Referring expression pointing data:
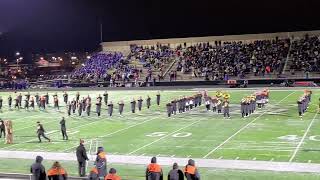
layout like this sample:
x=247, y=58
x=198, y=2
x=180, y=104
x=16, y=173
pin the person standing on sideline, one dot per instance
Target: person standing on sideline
x=37, y=169
x=9, y=132
x=110, y=108
x=148, y=102
x=9, y=101
x=101, y=162
x=65, y=98
x=105, y=97
x=112, y=175
x=57, y=172
x=154, y=170
x=158, y=98
x=63, y=129
x=190, y=171
x=2, y=129
x=82, y=157
x=41, y=131
x=140, y=100
x=175, y=173
x=121, y=105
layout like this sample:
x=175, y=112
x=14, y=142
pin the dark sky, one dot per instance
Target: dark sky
x=60, y=25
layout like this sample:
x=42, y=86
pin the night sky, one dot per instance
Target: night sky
x=31, y=26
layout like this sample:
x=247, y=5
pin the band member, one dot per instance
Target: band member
x=88, y=106
x=80, y=105
x=37, y=100
x=26, y=104
x=16, y=105
x=133, y=105
x=69, y=108
x=98, y=105
x=110, y=108
x=74, y=106
x=19, y=100
x=158, y=98
x=169, y=109
x=208, y=103
x=226, y=109
x=2, y=129
x=9, y=101
x=32, y=103
x=121, y=105
x=47, y=98
x=219, y=106
x=65, y=97
x=105, y=97
x=148, y=102
x=174, y=107
x=63, y=129
x=1, y=101
x=77, y=96
x=41, y=131
x=28, y=96
x=140, y=100
x=56, y=102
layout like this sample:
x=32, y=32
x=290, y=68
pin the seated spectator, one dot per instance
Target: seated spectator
x=191, y=171
x=93, y=175
x=112, y=175
x=57, y=172
x=154, y=170
x=175, y=173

=== TASK OBJECTIVE ===
Your task is to copy each line of the data above that holds "instance".

=== OUTPUT FOR THIS EXERCISE ===
pin the person standing on sideline, one dot per instance
pin the dark sky, one dot per instance
pin the night sky, one dot per instance
pin the band member, one dot per instance
pin the seated spectator, one dot per instance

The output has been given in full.